## Begin Dataset excerpts
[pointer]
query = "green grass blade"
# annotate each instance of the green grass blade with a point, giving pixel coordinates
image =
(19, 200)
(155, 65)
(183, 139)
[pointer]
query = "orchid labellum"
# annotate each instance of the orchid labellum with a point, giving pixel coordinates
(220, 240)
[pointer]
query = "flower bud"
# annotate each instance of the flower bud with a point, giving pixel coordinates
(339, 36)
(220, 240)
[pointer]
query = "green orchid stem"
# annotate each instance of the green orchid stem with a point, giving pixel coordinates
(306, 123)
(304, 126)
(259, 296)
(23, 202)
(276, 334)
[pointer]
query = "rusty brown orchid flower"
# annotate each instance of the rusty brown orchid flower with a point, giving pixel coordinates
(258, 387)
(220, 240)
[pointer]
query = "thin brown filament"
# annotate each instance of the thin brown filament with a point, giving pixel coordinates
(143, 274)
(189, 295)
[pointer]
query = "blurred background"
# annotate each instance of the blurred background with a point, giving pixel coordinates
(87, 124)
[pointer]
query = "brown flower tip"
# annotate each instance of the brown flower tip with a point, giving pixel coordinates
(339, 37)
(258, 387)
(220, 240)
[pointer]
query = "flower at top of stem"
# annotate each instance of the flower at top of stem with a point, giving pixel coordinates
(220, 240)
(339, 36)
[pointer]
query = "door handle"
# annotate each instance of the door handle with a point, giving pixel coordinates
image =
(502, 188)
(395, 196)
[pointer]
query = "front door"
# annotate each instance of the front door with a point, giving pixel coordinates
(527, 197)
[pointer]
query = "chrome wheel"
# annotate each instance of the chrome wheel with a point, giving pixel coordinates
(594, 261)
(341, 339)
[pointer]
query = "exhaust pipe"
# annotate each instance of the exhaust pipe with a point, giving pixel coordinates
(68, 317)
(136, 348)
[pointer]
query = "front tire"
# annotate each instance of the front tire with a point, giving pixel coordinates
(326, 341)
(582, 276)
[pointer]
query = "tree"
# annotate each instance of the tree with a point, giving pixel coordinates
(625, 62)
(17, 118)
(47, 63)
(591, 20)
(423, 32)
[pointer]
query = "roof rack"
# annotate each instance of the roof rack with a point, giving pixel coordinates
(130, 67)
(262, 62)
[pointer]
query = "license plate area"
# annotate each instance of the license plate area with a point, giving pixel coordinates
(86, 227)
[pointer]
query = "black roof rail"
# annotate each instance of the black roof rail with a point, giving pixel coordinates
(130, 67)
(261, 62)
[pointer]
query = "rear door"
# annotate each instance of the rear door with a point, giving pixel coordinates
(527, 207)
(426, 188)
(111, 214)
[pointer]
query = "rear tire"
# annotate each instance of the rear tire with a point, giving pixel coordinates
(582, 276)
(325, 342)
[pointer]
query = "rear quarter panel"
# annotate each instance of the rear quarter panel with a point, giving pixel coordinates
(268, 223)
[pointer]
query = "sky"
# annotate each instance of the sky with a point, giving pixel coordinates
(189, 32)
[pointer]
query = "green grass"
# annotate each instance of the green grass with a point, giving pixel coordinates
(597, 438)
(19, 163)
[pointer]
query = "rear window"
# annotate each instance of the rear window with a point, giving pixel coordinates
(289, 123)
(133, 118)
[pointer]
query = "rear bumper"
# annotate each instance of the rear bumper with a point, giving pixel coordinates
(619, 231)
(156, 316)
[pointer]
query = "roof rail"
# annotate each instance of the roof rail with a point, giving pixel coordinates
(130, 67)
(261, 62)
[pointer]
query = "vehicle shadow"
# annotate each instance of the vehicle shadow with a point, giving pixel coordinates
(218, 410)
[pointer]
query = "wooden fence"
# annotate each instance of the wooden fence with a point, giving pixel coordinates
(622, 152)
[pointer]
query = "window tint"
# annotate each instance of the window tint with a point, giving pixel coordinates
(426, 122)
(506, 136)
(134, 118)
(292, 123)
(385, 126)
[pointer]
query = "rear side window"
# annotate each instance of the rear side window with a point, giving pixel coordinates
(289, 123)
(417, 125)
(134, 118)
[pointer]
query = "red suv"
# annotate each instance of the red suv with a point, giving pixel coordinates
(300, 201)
## End Dataset excerpts
What is required =>
Count the lines above that contain the string "area", treating uppercase and lowercase as different, and give only that number.

Exercise solution =>
2